__Task directions__.
Rewrite the entries from the very beginning through the line containing "19), (131, 22)]", changing "weathervane" to "wind vane" and leaving everything else as it is.

__The data__.
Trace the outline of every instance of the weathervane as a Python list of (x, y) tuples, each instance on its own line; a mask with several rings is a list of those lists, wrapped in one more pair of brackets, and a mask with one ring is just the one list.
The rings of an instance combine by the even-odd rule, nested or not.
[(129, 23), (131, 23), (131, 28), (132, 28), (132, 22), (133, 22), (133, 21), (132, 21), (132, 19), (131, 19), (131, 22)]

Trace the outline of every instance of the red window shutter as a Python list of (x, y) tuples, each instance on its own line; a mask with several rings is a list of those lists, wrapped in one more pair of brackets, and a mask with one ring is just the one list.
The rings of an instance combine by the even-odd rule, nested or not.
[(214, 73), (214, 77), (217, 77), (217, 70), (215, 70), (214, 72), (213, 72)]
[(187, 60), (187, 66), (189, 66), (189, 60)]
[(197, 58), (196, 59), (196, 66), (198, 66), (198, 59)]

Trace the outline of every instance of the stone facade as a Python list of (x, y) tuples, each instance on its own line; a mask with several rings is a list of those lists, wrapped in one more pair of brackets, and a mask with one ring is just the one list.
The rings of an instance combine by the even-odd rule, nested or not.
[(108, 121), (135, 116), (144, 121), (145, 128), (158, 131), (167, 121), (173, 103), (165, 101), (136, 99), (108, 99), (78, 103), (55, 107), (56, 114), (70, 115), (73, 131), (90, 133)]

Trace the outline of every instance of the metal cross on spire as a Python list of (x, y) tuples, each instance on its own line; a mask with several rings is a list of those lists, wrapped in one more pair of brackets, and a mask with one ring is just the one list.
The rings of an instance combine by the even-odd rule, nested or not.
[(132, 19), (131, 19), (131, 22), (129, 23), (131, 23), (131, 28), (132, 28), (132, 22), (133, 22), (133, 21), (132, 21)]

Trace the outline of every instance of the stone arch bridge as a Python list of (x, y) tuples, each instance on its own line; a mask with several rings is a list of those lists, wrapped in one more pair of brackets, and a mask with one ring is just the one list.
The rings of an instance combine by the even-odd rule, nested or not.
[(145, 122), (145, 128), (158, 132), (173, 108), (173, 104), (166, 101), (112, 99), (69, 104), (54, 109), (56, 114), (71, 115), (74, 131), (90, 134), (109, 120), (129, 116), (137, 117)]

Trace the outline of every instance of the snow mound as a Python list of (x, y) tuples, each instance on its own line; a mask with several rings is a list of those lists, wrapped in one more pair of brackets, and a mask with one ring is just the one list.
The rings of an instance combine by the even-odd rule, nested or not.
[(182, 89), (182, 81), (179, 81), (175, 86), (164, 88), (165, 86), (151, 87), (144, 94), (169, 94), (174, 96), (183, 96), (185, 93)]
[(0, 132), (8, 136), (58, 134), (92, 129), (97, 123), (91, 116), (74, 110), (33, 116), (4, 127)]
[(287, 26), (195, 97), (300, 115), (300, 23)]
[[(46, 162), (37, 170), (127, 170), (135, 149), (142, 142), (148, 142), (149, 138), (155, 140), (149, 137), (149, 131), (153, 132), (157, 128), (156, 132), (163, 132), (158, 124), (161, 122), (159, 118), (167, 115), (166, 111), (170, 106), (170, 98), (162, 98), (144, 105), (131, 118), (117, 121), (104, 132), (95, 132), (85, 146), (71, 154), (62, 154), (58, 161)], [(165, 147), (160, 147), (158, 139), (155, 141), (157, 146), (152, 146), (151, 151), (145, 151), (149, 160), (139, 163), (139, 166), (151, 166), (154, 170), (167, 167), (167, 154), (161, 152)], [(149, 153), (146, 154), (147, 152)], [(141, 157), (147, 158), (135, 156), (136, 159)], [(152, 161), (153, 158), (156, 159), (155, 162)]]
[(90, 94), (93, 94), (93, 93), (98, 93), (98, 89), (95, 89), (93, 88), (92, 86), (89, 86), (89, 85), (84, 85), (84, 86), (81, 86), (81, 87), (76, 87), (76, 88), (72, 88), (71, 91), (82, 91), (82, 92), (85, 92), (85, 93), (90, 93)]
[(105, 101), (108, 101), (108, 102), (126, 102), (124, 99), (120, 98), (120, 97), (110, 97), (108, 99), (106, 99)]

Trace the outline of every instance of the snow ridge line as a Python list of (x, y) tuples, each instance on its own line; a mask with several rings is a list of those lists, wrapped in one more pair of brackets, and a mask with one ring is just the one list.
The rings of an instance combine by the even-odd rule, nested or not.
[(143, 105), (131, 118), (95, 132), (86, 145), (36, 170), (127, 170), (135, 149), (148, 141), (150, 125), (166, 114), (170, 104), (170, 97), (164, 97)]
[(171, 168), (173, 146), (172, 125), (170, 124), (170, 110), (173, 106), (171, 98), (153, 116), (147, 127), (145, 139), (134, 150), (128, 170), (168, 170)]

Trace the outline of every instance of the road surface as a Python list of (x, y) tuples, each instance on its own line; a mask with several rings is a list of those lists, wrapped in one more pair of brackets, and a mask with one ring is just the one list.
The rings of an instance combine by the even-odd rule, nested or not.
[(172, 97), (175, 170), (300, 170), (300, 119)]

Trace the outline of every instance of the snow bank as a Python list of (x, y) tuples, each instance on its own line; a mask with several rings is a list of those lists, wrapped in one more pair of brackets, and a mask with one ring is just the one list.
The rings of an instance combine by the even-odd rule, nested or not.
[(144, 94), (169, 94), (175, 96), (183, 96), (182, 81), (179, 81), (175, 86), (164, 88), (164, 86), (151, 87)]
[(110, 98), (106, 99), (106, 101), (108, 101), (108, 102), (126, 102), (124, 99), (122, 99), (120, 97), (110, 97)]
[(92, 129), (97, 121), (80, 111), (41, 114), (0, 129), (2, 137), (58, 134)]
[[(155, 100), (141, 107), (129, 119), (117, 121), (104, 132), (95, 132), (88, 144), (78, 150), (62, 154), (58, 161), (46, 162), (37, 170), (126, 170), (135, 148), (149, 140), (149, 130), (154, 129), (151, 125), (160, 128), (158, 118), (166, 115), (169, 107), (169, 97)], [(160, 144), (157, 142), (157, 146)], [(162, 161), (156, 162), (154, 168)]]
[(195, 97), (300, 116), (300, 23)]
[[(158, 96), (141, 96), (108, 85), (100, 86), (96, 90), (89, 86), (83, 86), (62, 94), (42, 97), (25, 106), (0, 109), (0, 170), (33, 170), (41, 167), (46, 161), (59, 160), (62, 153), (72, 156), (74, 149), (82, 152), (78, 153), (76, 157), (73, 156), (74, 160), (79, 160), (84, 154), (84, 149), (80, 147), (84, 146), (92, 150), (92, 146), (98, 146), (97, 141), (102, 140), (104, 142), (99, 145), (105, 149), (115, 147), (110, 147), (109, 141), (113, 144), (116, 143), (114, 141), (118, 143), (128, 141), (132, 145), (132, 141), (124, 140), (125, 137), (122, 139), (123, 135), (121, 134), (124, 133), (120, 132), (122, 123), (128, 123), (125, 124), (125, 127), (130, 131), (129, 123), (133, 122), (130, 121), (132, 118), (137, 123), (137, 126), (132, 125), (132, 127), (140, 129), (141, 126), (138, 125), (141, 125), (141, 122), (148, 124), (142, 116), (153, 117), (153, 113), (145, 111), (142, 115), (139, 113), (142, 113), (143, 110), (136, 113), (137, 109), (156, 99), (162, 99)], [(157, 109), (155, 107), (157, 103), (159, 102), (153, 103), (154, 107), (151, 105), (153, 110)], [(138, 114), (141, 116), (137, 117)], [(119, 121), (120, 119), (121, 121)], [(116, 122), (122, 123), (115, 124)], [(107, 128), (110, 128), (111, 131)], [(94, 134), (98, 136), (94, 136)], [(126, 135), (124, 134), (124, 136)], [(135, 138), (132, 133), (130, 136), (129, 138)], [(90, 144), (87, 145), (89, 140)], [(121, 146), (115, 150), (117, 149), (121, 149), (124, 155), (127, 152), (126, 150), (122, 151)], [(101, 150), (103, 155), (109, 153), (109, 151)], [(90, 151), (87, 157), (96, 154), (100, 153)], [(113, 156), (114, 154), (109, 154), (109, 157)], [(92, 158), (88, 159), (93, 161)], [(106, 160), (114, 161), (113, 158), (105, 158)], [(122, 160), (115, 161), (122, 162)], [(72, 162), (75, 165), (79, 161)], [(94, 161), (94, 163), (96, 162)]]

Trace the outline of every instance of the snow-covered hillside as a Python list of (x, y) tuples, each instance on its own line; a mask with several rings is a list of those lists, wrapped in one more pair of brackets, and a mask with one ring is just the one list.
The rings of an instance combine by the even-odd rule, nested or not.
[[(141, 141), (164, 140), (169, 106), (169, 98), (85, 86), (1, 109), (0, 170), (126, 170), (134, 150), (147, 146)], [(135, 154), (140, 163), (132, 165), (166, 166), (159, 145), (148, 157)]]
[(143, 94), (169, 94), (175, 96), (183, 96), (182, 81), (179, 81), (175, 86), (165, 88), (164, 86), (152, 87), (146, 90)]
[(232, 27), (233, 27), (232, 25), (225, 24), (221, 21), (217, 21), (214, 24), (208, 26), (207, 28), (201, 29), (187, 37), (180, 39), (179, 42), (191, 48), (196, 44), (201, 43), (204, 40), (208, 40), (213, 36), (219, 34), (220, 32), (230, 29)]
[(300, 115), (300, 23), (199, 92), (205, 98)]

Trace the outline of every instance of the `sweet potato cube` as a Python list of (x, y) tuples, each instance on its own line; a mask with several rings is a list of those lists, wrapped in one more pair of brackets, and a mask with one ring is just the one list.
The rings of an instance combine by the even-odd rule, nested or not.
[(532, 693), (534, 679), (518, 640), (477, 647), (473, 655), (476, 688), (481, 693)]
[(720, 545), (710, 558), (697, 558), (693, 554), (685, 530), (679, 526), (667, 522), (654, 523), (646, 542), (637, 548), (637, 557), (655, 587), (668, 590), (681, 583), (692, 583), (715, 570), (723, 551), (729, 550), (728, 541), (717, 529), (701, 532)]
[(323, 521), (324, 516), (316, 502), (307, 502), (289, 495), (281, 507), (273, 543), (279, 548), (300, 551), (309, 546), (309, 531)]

__Full solution__.
Trace the outline of every instance of the wind vane as a Python list of (x, y) tuples, each instance on its own line; a mask with several rings is a list of those lists, wrapped in one more pair of brackets, and a mask with one ring is just the one list.
The rings of an instance combine by the even-odd rule, nested or not.
[(129, 23), (131, 23), (131, 28), (132, 28), (132, 22), (133, 22), (133, 21), (132, 21), (132, 19), (131, 19), (131, 22)]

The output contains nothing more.